ACTIVITY:
Continue the article about the dismissed lawsuit over USCIS work permit delays from where it stops.

SELECTED TEXT:

^^^^^^^^

October 14, 2022
This lawsuit accused the United States Immigration and Citizenship Services (USCIS) of taking too long when processing work permit applications, allegedly violating the Administrative Procedure Act (APA). However, the federal judge dismissed this suit because the USCIS had already decided on the cases involving the 95 visa holders who proposed the class action; thus, the claims became moot.
The US District Judge explained how the 95 visa holders filed this suit in November, citing their concern over the processing delays. However, their employment applications adjudicated by February, which made their legal challenge moot. The judge further stated that because the claims became moot and no exception applied, the suit lacked subject-matter jurisdiction, hence the dismissal.
This dismissal ended the proposed class action suit that claimed the plaintiffs had waited for as long as 13 months to obtain a work authorization decision, which they found unreasonable and in violation of the APA. Furthermore, the plaintiffs sought to have their applications immediately adjudicated. Finally, they demanded that the USCIS reinstate its previous processing deadline of 90 days.
The proposed class sought to cover applications not only for visa holders waiting for a decision on a green card application, but also for the spouses of foreign investors in US businesses.
The complaint pointed out how the processing time for work permits nearly quadrupled since the 90-day processing requirement ended. The plaintiffs also complained about the agency allegedly restricting access to its customer service hotline. Furthermore, the USCIS allegedly required the spouses of those with investor visas to apply for and pay for their work permits. According to the plaintiffs, the Code of Federal Regulations categorizes spouses as automatically employable due to their E-2 visa status.
In January, the government requested that the judge dismiss the lawsuit. The government claimed that the visa holders wanted to skip ahead of the line unfairly. In addition, it claimed the holders did not consider the delays caused by the closures and hiring freezes caused by the pandemic.

^^^^^^^^

Items stored in a collection:
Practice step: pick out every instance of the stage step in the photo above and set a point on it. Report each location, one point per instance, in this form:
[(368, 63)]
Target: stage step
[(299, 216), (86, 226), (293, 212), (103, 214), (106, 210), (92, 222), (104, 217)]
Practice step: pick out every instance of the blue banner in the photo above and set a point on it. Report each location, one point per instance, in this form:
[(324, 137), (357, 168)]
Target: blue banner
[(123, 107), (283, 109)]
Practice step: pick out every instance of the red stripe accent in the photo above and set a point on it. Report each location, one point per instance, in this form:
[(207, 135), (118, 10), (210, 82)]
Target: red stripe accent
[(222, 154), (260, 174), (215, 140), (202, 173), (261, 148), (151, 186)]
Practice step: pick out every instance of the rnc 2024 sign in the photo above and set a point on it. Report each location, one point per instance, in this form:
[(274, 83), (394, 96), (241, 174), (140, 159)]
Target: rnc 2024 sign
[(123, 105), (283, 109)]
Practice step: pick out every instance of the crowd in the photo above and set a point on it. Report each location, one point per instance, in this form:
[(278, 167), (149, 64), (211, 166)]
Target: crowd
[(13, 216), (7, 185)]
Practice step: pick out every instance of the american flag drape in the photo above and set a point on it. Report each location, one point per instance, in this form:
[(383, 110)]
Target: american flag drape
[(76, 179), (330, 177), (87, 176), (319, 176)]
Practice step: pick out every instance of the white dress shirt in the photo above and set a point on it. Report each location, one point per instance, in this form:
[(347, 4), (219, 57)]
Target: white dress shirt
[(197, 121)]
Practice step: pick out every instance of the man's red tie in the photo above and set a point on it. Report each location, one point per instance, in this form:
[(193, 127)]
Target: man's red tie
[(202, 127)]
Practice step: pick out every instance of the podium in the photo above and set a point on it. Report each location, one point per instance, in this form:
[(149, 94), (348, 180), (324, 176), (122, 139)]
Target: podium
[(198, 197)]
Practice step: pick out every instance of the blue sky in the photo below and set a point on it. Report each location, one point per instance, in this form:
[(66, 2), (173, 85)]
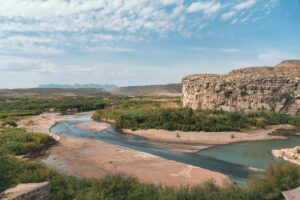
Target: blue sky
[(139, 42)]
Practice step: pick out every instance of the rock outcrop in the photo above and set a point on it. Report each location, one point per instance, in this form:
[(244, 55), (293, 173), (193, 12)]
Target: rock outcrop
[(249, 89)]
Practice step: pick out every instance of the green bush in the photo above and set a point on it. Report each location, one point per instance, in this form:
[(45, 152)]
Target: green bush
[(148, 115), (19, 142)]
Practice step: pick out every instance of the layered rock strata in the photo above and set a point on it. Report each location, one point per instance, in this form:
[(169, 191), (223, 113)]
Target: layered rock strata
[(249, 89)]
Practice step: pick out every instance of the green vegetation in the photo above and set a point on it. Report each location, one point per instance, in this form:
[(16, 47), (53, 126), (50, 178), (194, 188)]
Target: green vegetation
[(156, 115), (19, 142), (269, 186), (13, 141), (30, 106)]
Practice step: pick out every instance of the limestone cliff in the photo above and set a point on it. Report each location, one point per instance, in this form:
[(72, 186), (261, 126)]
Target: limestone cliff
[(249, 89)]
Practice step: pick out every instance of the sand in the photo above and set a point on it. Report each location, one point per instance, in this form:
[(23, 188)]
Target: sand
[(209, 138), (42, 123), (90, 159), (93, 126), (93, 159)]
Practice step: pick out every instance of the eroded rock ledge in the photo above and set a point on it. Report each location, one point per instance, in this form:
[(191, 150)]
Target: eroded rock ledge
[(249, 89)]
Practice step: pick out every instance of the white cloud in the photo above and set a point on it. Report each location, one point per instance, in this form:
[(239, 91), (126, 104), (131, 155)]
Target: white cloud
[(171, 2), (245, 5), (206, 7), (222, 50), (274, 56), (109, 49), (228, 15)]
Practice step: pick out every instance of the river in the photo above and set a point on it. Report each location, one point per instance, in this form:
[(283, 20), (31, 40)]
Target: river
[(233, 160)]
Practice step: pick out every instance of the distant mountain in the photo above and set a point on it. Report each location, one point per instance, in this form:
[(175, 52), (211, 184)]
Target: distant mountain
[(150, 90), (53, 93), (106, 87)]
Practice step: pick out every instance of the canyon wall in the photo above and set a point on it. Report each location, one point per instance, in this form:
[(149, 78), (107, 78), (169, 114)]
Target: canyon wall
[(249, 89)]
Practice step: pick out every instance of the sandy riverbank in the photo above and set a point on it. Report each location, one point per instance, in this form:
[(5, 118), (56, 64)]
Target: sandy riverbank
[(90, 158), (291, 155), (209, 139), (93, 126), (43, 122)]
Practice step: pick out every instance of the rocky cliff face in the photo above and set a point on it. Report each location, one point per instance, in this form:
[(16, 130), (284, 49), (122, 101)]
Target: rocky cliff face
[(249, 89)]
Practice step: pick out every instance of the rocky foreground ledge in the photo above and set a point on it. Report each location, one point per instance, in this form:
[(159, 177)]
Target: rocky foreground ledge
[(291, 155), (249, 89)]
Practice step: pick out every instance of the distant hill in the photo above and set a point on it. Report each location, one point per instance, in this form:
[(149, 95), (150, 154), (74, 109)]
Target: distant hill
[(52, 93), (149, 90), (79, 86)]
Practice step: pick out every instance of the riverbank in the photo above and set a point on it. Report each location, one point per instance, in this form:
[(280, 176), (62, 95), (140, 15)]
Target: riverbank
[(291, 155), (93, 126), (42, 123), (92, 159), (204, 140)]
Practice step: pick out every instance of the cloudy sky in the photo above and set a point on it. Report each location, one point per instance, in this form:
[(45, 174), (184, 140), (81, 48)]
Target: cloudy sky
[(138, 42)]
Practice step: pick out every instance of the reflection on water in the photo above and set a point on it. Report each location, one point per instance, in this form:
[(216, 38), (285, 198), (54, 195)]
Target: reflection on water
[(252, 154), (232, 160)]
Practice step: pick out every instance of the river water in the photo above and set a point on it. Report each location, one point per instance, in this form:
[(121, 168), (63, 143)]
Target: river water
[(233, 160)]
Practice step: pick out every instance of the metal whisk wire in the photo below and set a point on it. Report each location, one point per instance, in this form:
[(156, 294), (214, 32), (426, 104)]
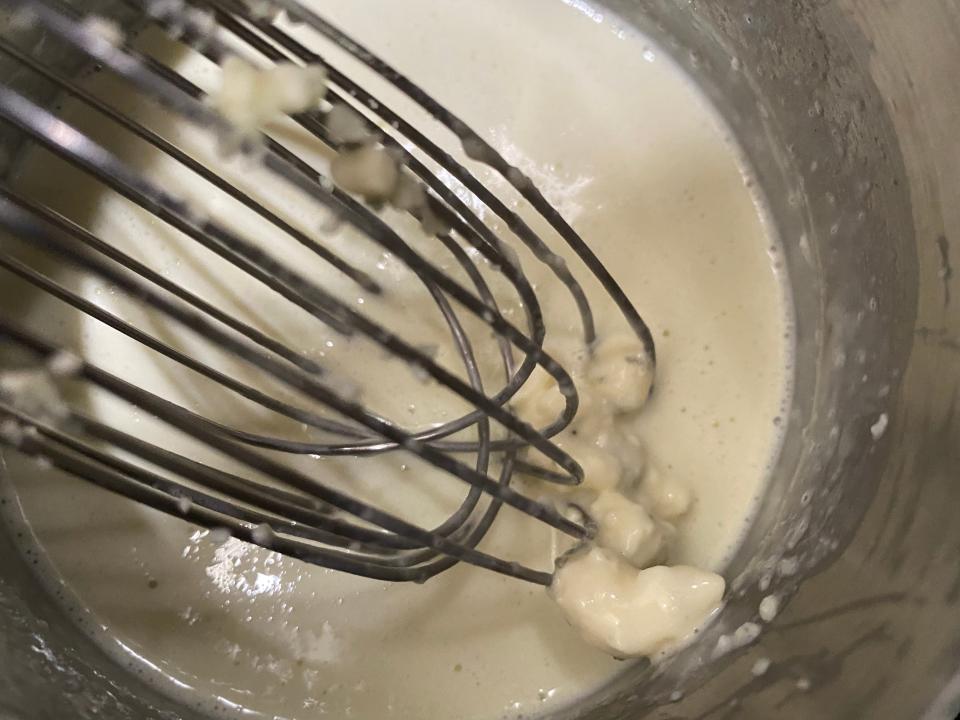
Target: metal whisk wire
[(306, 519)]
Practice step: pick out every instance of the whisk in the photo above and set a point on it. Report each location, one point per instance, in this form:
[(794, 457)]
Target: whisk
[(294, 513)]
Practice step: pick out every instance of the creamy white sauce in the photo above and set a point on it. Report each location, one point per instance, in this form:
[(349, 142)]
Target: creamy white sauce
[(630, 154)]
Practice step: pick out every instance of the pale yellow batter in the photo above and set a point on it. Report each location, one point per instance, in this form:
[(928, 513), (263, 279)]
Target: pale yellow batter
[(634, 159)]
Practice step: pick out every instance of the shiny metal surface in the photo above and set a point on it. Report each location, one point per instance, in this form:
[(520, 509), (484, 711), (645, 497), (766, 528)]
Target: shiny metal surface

^^^^^^^^

ANSWER TO THE EXERCISE:
The judge did agree in March to pause the briefing on the plaintiffs’ class certification request until the outcome of the government’s motion to dismiss. However, both parties filed additional briefs in June once the government informed the judge that the USCIS had adjudicated all of the named plaintiff’s employment applications, thus making their claims moot.
The visa holders did not want the case dismissed and stated they were still pursuing claims for declaratory and injunctive relief.
However, the judge stated that the plaintiffs would have to claim that they were injured to seek declaratory and injunctive relief. In this case, past injuries alone are insufficient to establish standing, while their future claims are speculative.
The judge stated that, since the plaintiffs cannot show an imminent injury, they do not have the standing to introduce a forward-looking challenge. He also clarified that possible exceptions to mootness did not apply to the plaintiffs’ claims. In this case, exceptions did not apply because they are unlikely to reapply for work authorizations because their authorizations qualified for automatic renewal. Finally, the judge explained how they offered no evidence other than the visa holders’ “bare allegations” that the government picked off the specifically named plaintiffs.